Поставленная цель A: Переведите на английский это предложение из отрывка о Цветаевой: «Трудно сказать, насколько продуманной была та резкая перемена литературного поведения, которой Цветаева ответила на революцию.»
Поставленная цель B: Продолжите отрывок о профессиональном самоопределении Цветаевой после революции, начиная сразу за его последним предложением.

Рождение автомифологии вокруг темы пола и творчества, столь значимой для Цветаевой, происходило на фоне осмысления ею практических последствий своего нового социального положения. Трудно сказать, насколько продуманной была та резкая перемена литературного поведения, которой Цветаева ответила на революцию. Возможно, это было лишь спонтанной реакцией на нее. Единственной сферой, с которой Цветаева ассоциировала себя, была литература, и профессиональная идентификация с этой сферой становилась теперь единственным способом определения своего социального статуса вообще.
Изменение стратегии социального поведения Цветаевой быстрее всего сказалось в новом отношении к «продуктам» своего творчества как к товару, имеющему цену. В «Поэте о критике» (1926) Цветаева будет так вдохновенно писать о роли денег в жизни автора, что нет никаких сомнений: она и в самом деле пережила в свое время это открытие как откровение183. Ранние сборники она издавала за свой счет, от гонораров в «Северных записках», по ее словам, отказывалась184. А вот описывая свою жизнь в послереволюционной Москве, сразу подчеркнула то новое, экономическое, измерение, которое приобрело для нее творчество:
Был 1919 г. – самый чумный, самый черный, самый смертный из всех тех годов Москвы. Не помню кто, кажется Ходасевич, надоумил меня снести книгу стихов в Лито. «Лито ничего не печатает, но все покупает». Я: «Чудесно». – «Отделом заведует Брюсов». Я: «Чудесно, но менее. Он меня не выносит». – «Вас, но не Ваши стихи. Ручаюсь, что купит. Все‐таки – пять дней хлеба» («Герой труда»; СС4, 30).
Два сборника («Юношеские стихи» и «Версты I») в конце концов действительно были сданы в Государственное издательство, и делая в июне 1920 года запись об этом, Цветаева отмечала: «Не для печатания, конечно, – деньги. Около 40.000 р. (10 руб. строчка, 4 года «работы»)» (ЗК2, 205). Закавыченное слово «работа» выражало и изумление Цветаевой перед этим новым именем стихописания, и невольное признание, что именно так оно, видимо, должно было теперь называться, раз за него платили деньги (какой бы малой ни казалась сумма).
На фоне долгого периода безразличия к своей печатной карьере энергичность, с которой Цветаева принялась за налаживание литературных отношений в пореволюционной Москве, свидетельствовала о быстроте перестройки ее самосознания. Несколько сборников стихов, подготовленных в революционные годы185, участие в коллективных альманахах, даже продажа рукописных книжечек стихов через московскую Книжную лавку писателей186 в период издательского кризиса – все это свидетельствовало о том, что самоопределение Цветаевой как профессионального литератора состоялось.

Фрагмент набора данных:
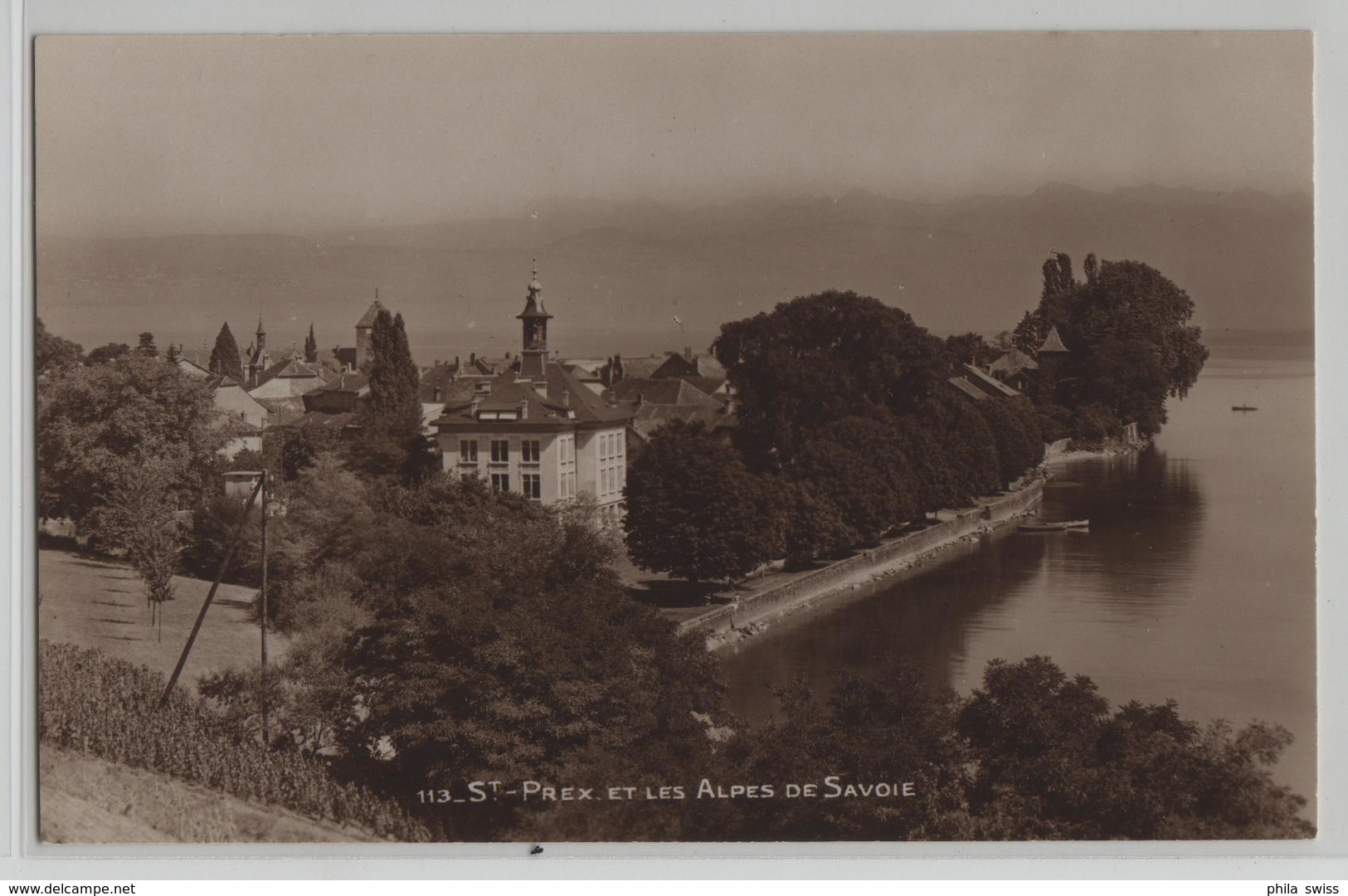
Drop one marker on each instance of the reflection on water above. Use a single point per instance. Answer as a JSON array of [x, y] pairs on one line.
[[1196, 580]]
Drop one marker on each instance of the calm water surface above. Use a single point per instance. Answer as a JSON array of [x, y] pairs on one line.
[[1195, 582]]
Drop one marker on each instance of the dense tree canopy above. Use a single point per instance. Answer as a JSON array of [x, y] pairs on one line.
[[1056, 763], [96, 422], [491, 640], [54, 352], [693, 509], [390, 440]]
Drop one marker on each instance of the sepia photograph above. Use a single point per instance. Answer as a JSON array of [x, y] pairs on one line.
[[543, 438]]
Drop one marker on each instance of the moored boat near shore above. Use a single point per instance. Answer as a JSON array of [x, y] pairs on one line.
[[1054, 527]]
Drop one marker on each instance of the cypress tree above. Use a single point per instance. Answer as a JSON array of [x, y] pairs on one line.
[[224, 358], [394, 376]]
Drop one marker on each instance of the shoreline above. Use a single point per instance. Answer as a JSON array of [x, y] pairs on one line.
[[740, 620], [732, 623]]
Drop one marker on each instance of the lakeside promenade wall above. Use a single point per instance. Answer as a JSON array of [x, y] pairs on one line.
[[832, 578]]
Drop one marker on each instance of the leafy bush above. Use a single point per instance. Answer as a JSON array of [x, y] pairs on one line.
[[109, 709]]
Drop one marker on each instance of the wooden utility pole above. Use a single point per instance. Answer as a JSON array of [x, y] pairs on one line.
[[265, 485], [211, 595]]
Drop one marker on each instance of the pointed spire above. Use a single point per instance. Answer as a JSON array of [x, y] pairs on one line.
[[534, 286]]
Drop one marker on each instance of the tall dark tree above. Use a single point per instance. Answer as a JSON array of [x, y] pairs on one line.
[[97, 422], [1131, 338], [1029, 333], [105, 353], [1017, 434], [966, 445], [819, 358], [854, 462], [1093, 269], [392, 441], [224, 358], [54, 352], [394, 376], [694, 511]]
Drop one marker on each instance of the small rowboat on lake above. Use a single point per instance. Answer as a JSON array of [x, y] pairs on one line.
[[1054, 527]]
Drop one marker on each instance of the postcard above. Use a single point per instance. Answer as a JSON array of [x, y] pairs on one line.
[[675, 438]]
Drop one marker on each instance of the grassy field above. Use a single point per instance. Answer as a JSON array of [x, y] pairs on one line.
[[103, 606], [88, 801]]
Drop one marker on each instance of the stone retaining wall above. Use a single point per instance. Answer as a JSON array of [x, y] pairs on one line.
[[836, 574]]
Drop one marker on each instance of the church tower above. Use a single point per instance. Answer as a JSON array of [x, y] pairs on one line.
[[258, 358], [534, 317]]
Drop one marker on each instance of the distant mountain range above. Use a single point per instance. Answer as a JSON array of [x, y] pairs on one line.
[[616, 275]]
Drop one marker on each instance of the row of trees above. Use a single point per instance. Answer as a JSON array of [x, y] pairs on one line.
[[847, 429]]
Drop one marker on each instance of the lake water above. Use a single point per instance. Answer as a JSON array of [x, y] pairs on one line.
[[1196, 581]]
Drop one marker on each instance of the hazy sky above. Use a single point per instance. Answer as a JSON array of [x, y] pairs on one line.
[[216, 135]]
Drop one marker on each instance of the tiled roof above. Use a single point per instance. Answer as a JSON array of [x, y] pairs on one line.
[[1053, 343], [643, 367], [708, 365], [709, 384], [294, 368], [968, 388], [345, 356], [1014, 362], [661, 392], [988, 383], [280, 411]]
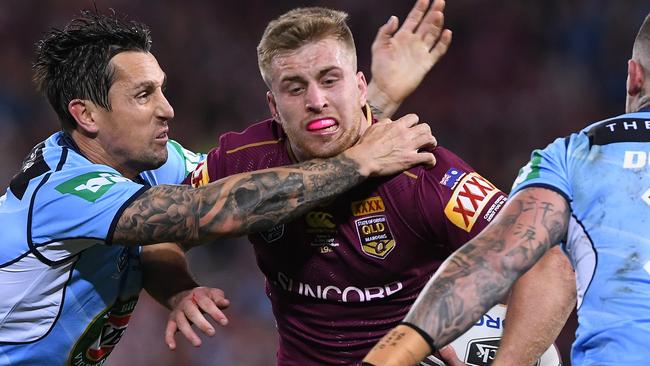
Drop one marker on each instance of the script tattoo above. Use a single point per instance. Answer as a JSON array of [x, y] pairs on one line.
[[480, 273], [236, 205]]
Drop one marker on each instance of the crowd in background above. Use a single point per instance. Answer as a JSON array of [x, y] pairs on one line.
[[517, 75]]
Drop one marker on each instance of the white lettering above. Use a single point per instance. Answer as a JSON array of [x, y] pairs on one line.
[[634, 159], [352, 288], [628, 125], [379, 293]]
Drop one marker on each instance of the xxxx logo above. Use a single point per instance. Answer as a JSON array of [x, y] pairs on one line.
[[468, 200], [368, 206]]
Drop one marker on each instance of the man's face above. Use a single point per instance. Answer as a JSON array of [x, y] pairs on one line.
[[317, 96], [134, 132]]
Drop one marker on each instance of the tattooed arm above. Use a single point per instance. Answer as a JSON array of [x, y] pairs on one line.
[[401, 58], [476, 276], [255, 201]]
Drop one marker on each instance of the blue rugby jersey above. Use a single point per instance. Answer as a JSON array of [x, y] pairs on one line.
[[603, 171], [67, 291]]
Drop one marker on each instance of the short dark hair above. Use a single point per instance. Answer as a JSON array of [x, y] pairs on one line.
[[74, 62], [641, 49]]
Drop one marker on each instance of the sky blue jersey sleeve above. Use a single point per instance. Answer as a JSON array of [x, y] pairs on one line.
[[547, 168], [180, 162]]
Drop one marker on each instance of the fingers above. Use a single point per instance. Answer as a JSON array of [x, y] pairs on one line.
[[386, 31], [415, 15], [442, 46]]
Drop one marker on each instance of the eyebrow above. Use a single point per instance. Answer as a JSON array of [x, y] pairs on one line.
[[148, 84], [325, 71]]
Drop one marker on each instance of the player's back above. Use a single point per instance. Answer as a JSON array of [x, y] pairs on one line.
[[604, 173]]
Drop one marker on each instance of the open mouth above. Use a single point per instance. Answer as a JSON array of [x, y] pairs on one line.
[[323, 125]]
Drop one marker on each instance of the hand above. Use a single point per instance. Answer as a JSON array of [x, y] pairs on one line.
[[402, 57], [390, 147], [189, 307]]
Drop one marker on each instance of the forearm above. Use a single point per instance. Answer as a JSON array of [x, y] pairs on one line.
[[239, 204], [540, 303], [381, 104], [165, 272]]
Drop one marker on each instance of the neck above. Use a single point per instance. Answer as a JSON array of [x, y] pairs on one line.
[[95, 152]]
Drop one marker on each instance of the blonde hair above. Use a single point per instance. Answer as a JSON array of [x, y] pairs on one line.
[[298, 27]]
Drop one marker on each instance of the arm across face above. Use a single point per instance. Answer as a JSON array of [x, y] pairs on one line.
[[477, 275], [251, 202], [401, 58]]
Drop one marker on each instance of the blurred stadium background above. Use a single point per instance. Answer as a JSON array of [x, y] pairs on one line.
[[517, 75]]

Результат A: It is hard to say how deliberate the abrupt change in literary behavior with which Tsvetaeva responded to the revolution actually was.

Результат B:
Это высветило парадоксы прежней самоидентификации Цветаевой и сделало насущной для нее задачу концептуализации собственной ранней литературной биографии. Выяснилось также, что сложившееся в предшествующее десятилетие сознание собственной независимости от текущей литературной политики уже успело стать для Цветаевой неотъемлемой частью ее культурной личности, вне такой позиции себя не мыслящей. Поэтому если ее социальная ниша после революции de facto определялась ее литературными занятиями, то психологические навыки прежней социальной идентичности, социального поведения и отношения к литературе как институту также остались с Цветаевой на всю жизнь. Они лишь перешли из разряда социально обусловленных в разряд творчески избранных. Социально-психологический комплекс женщины дворянского сословия, свободной от необходимости и лишенной потребности вступать в устойчивые отношения с профессиональными институтами, – вот что продолжало сильнейшим образом влиять на поведение и осмысление себя Цветаевой и тогда, когда социальный порядок, в котором был укоренен этот тип сознания, навсегда канул в прошлое.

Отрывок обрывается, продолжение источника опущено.